AIM OF THE EXERCISE
Scan the data below and state the number of lines that include the word "wrist", adding no comment.

EXERCISE INPUTS
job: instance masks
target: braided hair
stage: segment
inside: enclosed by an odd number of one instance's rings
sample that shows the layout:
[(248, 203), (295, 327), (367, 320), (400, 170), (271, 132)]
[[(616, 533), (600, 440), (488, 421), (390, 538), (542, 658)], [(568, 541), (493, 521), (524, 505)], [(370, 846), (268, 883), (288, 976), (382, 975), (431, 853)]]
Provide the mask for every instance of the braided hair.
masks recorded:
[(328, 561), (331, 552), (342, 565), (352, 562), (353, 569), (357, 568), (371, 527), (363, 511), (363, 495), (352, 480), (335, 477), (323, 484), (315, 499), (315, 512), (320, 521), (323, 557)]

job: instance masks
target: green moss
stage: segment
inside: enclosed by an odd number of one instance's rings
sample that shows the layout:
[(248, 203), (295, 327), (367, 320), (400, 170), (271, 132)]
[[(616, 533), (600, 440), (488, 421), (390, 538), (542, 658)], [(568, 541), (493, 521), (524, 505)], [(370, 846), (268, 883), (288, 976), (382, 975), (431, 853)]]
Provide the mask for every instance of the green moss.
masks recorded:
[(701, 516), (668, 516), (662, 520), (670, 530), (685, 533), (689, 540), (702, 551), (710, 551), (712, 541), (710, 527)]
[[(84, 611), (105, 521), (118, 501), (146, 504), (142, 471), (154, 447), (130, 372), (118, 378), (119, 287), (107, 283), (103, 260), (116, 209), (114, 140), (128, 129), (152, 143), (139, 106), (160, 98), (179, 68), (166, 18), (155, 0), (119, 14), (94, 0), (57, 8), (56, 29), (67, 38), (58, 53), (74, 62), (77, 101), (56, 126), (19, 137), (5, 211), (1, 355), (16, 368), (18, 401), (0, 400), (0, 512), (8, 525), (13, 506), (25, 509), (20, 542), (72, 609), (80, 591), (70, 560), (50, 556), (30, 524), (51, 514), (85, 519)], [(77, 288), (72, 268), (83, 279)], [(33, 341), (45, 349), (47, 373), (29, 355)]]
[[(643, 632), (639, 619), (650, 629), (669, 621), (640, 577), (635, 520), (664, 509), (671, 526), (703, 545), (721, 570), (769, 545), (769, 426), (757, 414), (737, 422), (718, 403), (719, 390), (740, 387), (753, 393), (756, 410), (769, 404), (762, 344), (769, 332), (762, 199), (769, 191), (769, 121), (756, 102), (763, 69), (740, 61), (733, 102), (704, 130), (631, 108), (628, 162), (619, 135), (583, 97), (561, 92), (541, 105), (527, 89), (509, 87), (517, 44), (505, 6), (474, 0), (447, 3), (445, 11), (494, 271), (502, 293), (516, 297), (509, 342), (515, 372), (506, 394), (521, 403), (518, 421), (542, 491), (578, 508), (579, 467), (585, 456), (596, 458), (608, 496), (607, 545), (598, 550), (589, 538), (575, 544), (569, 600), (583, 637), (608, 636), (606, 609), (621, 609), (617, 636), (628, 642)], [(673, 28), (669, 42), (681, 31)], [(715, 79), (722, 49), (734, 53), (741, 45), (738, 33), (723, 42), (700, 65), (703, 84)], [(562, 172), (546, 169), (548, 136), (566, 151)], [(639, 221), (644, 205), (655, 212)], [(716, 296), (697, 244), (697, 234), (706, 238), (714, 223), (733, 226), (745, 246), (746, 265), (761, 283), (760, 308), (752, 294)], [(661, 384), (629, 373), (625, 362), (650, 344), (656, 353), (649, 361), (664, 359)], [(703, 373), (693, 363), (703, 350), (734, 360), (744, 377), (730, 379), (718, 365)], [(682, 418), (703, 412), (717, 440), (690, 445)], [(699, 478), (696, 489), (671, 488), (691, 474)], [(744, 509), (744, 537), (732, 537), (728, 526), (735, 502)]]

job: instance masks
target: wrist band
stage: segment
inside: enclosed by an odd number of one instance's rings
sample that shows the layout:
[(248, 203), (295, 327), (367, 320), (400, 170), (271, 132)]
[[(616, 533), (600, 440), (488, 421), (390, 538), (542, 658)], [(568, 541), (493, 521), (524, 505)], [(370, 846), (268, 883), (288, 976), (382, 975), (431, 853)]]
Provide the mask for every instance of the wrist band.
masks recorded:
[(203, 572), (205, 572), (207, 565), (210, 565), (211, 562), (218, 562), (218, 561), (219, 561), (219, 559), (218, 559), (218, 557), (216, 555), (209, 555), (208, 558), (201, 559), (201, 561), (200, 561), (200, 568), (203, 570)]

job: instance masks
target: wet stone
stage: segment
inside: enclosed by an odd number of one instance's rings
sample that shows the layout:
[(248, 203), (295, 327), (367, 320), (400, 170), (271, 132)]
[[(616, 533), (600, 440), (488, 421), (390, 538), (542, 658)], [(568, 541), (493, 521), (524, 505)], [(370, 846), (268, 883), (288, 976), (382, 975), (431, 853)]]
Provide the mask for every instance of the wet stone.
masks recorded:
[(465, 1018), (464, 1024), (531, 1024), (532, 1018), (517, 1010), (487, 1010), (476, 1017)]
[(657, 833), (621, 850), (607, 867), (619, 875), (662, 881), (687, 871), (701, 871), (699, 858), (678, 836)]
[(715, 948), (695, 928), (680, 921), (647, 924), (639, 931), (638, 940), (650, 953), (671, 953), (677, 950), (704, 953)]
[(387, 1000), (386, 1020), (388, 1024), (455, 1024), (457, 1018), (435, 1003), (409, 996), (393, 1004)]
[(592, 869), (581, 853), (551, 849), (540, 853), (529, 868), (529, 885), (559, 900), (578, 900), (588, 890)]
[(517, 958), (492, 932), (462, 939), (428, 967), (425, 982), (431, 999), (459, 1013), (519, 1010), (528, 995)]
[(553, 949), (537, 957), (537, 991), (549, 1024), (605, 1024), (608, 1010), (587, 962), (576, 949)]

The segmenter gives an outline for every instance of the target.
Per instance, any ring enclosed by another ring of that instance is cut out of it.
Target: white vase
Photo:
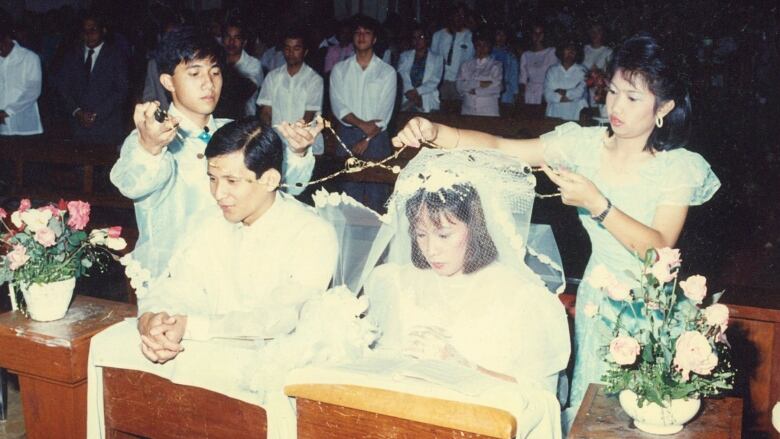
[[[636,428],[652,434],[677,433],[701,408],[701,400],[693,398],[673,399],[667,407],[645,401],[639,407],[637,395],[631,390],[621,391],[618,399],[626,414],[634,420]]]
[[[73,298],[76,278],[71,277],[48,284],[30,284],[22,289],[30,318],[50,322],[65,317]]]

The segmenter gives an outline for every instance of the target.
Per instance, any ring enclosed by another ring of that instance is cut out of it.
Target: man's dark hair
[[[381,26],[378,21],[374,20],[373,18],[367,16],[358,14],[352,17],[352,33],[355,33],[359,27],[362,27],[363,29],[370,30],[375,37],[379,37],[379,31],[381,30]]]
[[[284,40],[301,40],[304,50],[309,49],[308,33],[301,26],[290,26],[282,32],[282,43]]]
[[[238,18],[231,18],[228,20],[224,26],[222,26],[222,35],[225,35],[227,33],[227,30],[229,27],[237,27],[241,29],[241,38],[245,41],[247,40],[247,28],[244,25],[244,23],[239,20]]]
[[[214,59],[220,68],[225,66],[225,52],[210,35],[185,27],[168,32],[155,51],[160,73],[173,74],[176,66],[196,59]]]
[[[244,165],[257,178],[269,169],[282,172],[282,139],[260,119],[234,120],[214,132],[206,145],[206,157],[214,158],[236,151],[244,153]]]

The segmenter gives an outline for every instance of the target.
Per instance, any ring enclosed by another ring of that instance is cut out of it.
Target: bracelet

ANSWER SPACE
2